» Records to process
-- -- --

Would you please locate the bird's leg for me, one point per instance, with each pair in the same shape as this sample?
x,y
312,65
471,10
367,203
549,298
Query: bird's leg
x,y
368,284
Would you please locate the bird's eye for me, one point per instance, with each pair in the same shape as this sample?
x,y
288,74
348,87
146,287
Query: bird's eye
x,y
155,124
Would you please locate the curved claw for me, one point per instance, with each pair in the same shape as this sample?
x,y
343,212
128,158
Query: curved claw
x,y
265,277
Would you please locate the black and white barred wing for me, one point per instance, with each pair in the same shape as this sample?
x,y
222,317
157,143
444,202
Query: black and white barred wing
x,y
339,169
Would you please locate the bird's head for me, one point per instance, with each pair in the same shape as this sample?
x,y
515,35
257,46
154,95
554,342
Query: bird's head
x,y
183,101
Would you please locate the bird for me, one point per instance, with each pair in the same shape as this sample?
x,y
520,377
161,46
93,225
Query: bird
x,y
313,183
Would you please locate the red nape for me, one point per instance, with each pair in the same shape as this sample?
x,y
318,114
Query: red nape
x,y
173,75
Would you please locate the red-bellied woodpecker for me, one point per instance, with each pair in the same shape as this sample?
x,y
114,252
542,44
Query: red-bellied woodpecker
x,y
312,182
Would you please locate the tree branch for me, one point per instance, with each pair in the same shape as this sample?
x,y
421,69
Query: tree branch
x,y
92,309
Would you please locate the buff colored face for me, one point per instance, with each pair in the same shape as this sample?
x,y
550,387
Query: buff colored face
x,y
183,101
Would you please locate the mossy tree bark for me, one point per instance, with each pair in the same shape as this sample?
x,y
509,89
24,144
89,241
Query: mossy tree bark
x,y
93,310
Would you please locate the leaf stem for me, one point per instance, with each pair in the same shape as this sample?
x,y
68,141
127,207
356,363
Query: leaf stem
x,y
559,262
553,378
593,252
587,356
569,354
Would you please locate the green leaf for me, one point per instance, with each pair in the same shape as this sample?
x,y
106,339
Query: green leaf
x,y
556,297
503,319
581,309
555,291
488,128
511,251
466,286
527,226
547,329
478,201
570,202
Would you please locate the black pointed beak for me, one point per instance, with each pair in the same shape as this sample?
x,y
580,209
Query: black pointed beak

-- -- --

» Problem statement
Every line of the material that includes the word "beak" needs to be copied.

» Finished exercise
Would you please locate the black pointed beak for me, one point per instance, with each pair in the same shape as this sample?
Query: black pointed beak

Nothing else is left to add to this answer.